Copy out all of the data below, swapping each occurrence of "Respond with coordinates like" for "Give coordinates in the form" and leaving everything else unchanged.

-- Start INFORMATION PROVIDED --

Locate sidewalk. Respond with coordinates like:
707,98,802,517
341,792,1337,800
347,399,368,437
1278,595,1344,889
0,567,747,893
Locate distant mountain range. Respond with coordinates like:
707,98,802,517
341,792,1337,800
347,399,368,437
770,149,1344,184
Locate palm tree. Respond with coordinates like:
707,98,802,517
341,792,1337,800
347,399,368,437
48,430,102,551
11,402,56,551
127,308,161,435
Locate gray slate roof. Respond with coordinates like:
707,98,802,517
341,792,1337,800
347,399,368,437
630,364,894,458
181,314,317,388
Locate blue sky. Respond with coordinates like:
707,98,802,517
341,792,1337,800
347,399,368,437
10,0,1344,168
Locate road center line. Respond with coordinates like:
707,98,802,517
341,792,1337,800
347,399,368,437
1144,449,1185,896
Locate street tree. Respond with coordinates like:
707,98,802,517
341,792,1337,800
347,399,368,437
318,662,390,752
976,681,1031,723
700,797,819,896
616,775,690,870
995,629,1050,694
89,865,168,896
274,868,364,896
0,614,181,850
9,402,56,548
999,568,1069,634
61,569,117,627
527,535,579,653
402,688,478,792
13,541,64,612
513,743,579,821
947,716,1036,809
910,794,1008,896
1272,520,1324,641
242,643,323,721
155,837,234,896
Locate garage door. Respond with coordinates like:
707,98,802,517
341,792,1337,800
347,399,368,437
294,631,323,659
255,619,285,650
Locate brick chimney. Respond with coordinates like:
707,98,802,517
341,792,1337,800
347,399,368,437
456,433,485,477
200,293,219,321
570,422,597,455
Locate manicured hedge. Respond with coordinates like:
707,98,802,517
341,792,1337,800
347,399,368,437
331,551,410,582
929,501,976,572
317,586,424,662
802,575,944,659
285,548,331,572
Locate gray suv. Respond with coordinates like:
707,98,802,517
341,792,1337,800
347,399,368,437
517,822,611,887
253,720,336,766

-- End INFORMATION PROVIDED --

◆ **EXERCISE RESPONSE**
Locate sidewalk. Give coordinates in the form:
707,98,802,517
341,792,1337,800
347,399,368,437
1278,595,1344,889
0,567,747,893
Locate distant mountain range. Give coordinates in the form:
707,98,802,517
341,792,1337,800
347,399,368,437
770,149,1344,184
Locate palm tree. Give coordinates in the form:
707,98,802,517
341,792,1337,800
347,399,368,437
48,430,102,551
11,402,56,551
127,308,161,435
Locate gray slate roof. Give coordinates in the form:
707,98,802,517
341,792,1337,800
347,399,368,437
630,364,894,458
181,314,317,388
Locate blue sky. Give coordinates in the form:
707,98,802,517
341,792,1337,800
347,399,368,437
10,0,1344,168
Locate road center line. Give coordinates in the form:
707,98,802,517
341,792,1337,800
347,399,368,437
1144,449,1185,896
Locate street tree. Give coordinates in the form:
707,98,802,517
341,792,1337,800
347,399,368,437
318,662,390,752
976,681,1031,723
700,797,819,896
616,775,690,870
995,629,1050,694
89,865,168,896
274,868,364,896
0,614,181,850
9,402,56,548
999,568,1069,634
61,569,117,627
527,535,579,653
402,688,478,792
13,541,64,612
513,743,579,821
947,716,1036,809
910,794,1008,896
1272,520,1324,641
242,643,323,721
155,837,234,896
Locate garage door. Give coordinates in the form:
707,98,802,517
341,792,1337,800
347,399,368,437
294,631,323,659
255,619,285,650
Locate brick chimney. Give coordinates in the form:
707,98,802,517
341,792,1337,800
347,399,368,437
456,433,485,477
200,293,219,321
570,422,597,455
Locate manicured hedge. Give coordinates in the form:
707,98,802,517
341,792,1337,800
347,399,368,437
331,551,410,582
929,501,976,572
317,586,424,662
802,575,944,659
285,548,331,572
Locate gray suv. Give coordinates in the form:
707,98,802,517
341,792,1337,800
347,399,368,437
517,822,611,887
253,720,336,766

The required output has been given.